* START *

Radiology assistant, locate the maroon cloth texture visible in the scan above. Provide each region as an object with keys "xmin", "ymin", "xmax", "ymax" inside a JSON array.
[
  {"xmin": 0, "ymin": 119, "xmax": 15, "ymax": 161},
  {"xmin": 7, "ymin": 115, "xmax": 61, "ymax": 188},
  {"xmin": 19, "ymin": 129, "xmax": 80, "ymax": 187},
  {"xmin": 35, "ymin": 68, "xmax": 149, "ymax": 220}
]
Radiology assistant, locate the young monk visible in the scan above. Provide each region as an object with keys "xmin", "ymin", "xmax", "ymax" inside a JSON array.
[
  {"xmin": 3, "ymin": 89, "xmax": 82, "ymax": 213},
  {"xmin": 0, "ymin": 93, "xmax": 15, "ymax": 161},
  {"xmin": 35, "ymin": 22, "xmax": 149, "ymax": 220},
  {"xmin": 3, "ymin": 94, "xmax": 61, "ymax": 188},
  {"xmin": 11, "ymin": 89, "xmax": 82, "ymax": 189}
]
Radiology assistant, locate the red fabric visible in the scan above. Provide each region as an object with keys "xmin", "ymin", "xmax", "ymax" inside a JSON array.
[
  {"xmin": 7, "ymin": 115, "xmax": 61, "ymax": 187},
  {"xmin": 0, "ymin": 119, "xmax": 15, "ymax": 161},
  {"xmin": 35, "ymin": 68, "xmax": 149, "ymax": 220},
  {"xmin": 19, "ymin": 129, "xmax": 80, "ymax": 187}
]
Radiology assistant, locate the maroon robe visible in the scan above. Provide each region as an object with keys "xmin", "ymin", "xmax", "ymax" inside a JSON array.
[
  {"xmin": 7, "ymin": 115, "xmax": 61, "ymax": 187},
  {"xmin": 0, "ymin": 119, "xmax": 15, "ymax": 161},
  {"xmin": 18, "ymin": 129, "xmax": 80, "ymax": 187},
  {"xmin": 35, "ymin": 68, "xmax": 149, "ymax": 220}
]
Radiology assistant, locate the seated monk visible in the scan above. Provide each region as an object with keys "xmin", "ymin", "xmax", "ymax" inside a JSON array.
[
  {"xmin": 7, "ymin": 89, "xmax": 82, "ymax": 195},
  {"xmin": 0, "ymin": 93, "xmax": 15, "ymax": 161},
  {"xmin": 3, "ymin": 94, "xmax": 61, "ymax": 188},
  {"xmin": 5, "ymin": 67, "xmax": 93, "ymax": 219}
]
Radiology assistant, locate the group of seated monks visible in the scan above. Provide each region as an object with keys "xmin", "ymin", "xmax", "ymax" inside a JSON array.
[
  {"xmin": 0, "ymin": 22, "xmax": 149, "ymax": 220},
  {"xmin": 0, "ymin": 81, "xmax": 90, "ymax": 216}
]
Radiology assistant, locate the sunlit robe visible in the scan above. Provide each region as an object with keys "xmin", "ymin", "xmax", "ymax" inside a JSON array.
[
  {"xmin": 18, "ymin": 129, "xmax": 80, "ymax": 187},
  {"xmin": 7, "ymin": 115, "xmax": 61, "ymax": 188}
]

* END *

▸ **YOUR INSTRUCTIONS**:
Rewrite the part of the rows that opens with the line containing "Radiology assistant, locate the maroon robe" and closes at the end of the rows, both ends included, keeping every request unchanged. Scale each bounding-box coordinate in the answers by 1.05 and round it to a whole number, with halves rounded up.

▸ **SOLUTION TO THIS EXERCISE**:
Radiology assistant, locate the maroon robe visible in the scan above. Provide each region as an object with keys "xmin", "ymin", "xmax", "ymax" inside a JSON array.
[
  {"xmin": 7, "ymin": 121, "xmax": 64, "ymax": 196},
  {"xmin": 0, "ymin": 125, "xmax": 16, "ymax": 169},
  {"xmin": 19, "ymin": 135, "xmax": 84, "ymax": 196},
  {"xmin": 37, "ymin": 71, "xmax": 156, "ymax": 231}
]
Radiology assistant, locate the seated monk visible in the scan above. Provide each region as an object with keys "xmin", "ymin", "xmax", "ymax" inside a JSON array.
[
  {"xmin": 7, "ymin": 93, "xmax": 86, "ymax": 205},
  {"xmin": 0, "ymin": 98, "xmax": 16, "ymax": 169},
  {"xmin": 3, "ymin": 99, "xmax": 64, "ymax": 197},
  {"xmin": 5, "ymin": 70, "xmax": 98, "ymax": 230}
]
Radiology assistant, locate the group of seated monks visible in the scan above. Provide each region as an object with keys "xmin", "ymin", "xmax", "ymax" inside a JSON array.
[
  {"xmin": 0, "ymin": 23, "xmax": 156, "ymax": 231},
  {"xmin": 0, "ymin": 85, "xmax": 95, "ymax": 227}
]
Radiology assistant, locate the sunlit robe visible in the scan above. Provide each region as an object with keys "xmin", "ymin", "xmax", "ymax" inside a JSON array.
[
  {"xmin": 19, "ymin": 135, "xmax": 84, "ymax": 196},
  {"xmin": 7, "ymin": 121, "xmax": 64, "ymax": 197}
]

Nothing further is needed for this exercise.